Every record must be written out once more, with nothing added or omitted.

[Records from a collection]
* * * * * * * * *

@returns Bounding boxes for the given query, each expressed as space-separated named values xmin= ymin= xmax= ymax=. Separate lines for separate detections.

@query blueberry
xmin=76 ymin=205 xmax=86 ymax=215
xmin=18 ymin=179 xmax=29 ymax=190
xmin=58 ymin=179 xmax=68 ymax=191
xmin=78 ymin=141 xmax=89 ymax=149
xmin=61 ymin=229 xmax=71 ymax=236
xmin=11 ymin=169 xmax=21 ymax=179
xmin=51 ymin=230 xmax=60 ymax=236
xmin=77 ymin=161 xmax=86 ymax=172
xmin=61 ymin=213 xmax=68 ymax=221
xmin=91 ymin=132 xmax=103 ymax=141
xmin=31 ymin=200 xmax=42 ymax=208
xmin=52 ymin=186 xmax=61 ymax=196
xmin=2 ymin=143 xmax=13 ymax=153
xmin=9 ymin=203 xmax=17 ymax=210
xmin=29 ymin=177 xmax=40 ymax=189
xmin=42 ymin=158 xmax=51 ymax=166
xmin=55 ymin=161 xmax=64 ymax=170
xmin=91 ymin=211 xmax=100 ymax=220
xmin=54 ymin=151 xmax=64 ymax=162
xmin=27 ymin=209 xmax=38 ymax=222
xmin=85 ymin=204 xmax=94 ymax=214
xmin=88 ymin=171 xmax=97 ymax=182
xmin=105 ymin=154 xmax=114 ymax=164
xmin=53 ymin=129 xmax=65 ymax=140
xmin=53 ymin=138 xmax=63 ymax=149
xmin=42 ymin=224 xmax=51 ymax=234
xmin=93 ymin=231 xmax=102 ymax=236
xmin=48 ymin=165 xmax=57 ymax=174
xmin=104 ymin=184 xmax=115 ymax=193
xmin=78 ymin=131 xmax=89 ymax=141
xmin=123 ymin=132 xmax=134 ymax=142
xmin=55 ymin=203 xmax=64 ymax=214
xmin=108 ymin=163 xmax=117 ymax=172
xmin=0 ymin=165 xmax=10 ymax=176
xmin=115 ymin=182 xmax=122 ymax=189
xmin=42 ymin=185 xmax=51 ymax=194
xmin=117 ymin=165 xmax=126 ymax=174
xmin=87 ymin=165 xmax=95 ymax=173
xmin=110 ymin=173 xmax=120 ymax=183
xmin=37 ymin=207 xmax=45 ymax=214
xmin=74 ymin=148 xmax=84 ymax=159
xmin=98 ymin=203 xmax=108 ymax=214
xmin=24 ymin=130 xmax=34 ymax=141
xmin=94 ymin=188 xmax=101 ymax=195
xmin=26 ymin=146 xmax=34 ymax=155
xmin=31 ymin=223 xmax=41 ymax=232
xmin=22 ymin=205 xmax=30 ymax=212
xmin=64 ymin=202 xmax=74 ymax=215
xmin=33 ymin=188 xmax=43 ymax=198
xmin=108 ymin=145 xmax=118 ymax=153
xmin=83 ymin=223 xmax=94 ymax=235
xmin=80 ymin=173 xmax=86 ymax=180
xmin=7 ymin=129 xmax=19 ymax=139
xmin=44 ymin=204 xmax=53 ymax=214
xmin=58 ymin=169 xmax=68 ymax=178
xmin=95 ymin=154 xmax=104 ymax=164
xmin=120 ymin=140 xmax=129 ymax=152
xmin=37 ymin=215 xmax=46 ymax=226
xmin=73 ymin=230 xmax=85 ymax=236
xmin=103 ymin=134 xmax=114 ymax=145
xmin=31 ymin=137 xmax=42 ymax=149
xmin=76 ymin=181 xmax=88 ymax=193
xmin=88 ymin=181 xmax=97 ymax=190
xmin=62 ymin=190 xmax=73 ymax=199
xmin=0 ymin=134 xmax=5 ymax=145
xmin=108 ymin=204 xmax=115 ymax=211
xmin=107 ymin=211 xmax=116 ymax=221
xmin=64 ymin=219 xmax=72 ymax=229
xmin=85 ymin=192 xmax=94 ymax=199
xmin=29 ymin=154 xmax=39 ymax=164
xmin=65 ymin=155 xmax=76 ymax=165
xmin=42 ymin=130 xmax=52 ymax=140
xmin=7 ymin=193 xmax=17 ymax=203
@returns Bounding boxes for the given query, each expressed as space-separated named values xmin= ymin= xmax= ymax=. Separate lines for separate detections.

* * * * * * * * *

=== Task response ===
@returns Bounding boxes for the given query, each expressed as space-separated named values xmin= ymin= xmax= ymax=. Separate lines for separate detections.

@query blueberry
xmin=76 ymin=205 xmax=86 ymax=215
xmin=18 ymin=179 xmax=29 ymax=190
xmin=58 ymin=179 xmax=68 ymax=191
xmin=78 ymin=141 xmax=89 ymax=149
xmin=61 ymin=229 xmax=71 ymax=236
xmin=11 ymin=169 xmax=21 ymax=179
xmin=51 ymin=230 xmax=60 ymax=236
xmin=77 ymin=161 xmax=86 ymax=172
xmin=61 ymin=213 xmax=68 ymax=221
xmin=91 ymin=132 xmax=103 ymax=141
xmin=31 ymin=200 xmax=42 ymax=208
xmin=52 ymin=186 xmax=61 ymax=196
xmin=2 ymin=143 xmax=13 ymax=153
xmin=9 ymin=203 xmax=17 ymax=210
xmin=29 ymin=177 xmax=40 ymax=189
xmin=42 ymin=158 xmax=51 ymax=166
xmin=55 ymin=161 xmax=64 ymax=170
xmin=91 ymin=211 xmax=100 ymax=220
xmin=54 ymin=151 xmax=64 ymax=162
xmin=27 ymin=209 xmax=38 ymax=222
xmin=85 ymin=204 xmax=94 ymax=214
xmin=88 ymin=171 xmax=97 ymax=182
xmin=105 ymin=154 xmax=114 ymax=164
xmin=53 ymin=129 xmax=65 ymax=140
xmin=53 ymin=138 xmax=63 ymax=149
xmin=42 ymin=224 xmax=51 ymax=234
xmin=93 ymin=231 xmax=102 ymax=236
xmin=48 ymin=165 xmax=57 ymax=174
xmin=104 ymin=184 xmax=115 ymax=193
xmin=78 ymin=131 xmax=89 ymax=141
xmin=123 ymin=132 xmax=134 ymax=142
xmin=55 ymin=203 xmax=64 ymax=214
xmin=108 ymin=163 xmax=117 ymax=172
xmin=0 ymin=165 xmax=10 ymax=176
xmin=115 ymin=182 xmax=122 ymax=189
xmin=42 ymin=185 xmax=51 ymax=194
xmin=117 ymin=165 xmax=126 ymax=174
xmin=87 ymin=165 xmax=95 ymax=173
xmin=110 ymin=173 xmax=120 ymax=183
xmin=37 ymin=207 xmax=45 ymax=214
xmin=74 ymin=148 xmax=84 ymax=159
xmin=98 ymin=203 xmax=108 ymax=214
xmin=24 ymin=130 xmax=34 ymax=141
xmin=94 ymin=188 xmax=101 ymax=195
xmin=26 ymin=146 xmax=34 ymax=155
xmin=31 ymin=223 xmax=41 ymax=232
xmin=22 ymin=205 xmax=30 ymax=212
xmin=64 ymin=202 xmax=74 ymax=215
xmin=33 ymin=188 xmax=43 ymax=198
xmin=108 ymin=145 xmax=118 ymax=153
xmin=83 ymin=223 xmax=94 ymax=235
xmin=80 ymin=173 xmax=86 ymax=180
xmin=7 ymin=129 xmax=19 ymax=139
xmin=44 ymin=204 xmax=53 ymax=214
xmin=58 ymin=169 xmax=68 ymax=178
xmin=95 ymin=154 xmax=104 ymax=164
xmin=120 ymin=140 xmax=129 ymax=152
xmin=37 ymin=215 xmax=46 ymax=226
xmin=73 ymin=230 xmax=85 ymax=236
xmin=103 ymin=134 xmax=114 ymax=145
xmin=31 ymin=137 xmax=42 ymax=149
xmin=76 ymin=181 xmax=88 ymax=193
xmin=88 ymin=181 xmax=97 ymax=190
xmin=62 ymin=190 xmax=73 ymax=199
xmin=0 ymin=134 xmax=5 ymax=145
xmin=108 ymin=204 xmax=115 ymax=211
xmin=107 ymin=211 xmax=116 ymax=221
xmin=64 ymin=219 xmax=72 ymax=229
xmin=85 ymin=192 xmax=94 ymax=199
xmin=29 ymin=154 xmax=39 ymax=164
xmin=65 ymin=155 xmax=76 ymax=165
xmin=42 ymin=130 xmax=52 ymax=140
xmin=7 ymin=193 xmax=17 ymax=203
@returns Bounding boxes for the given query, each expressed as space-separated named values xmin= ymin= xmax= ymax=. Separate lines for separate detections.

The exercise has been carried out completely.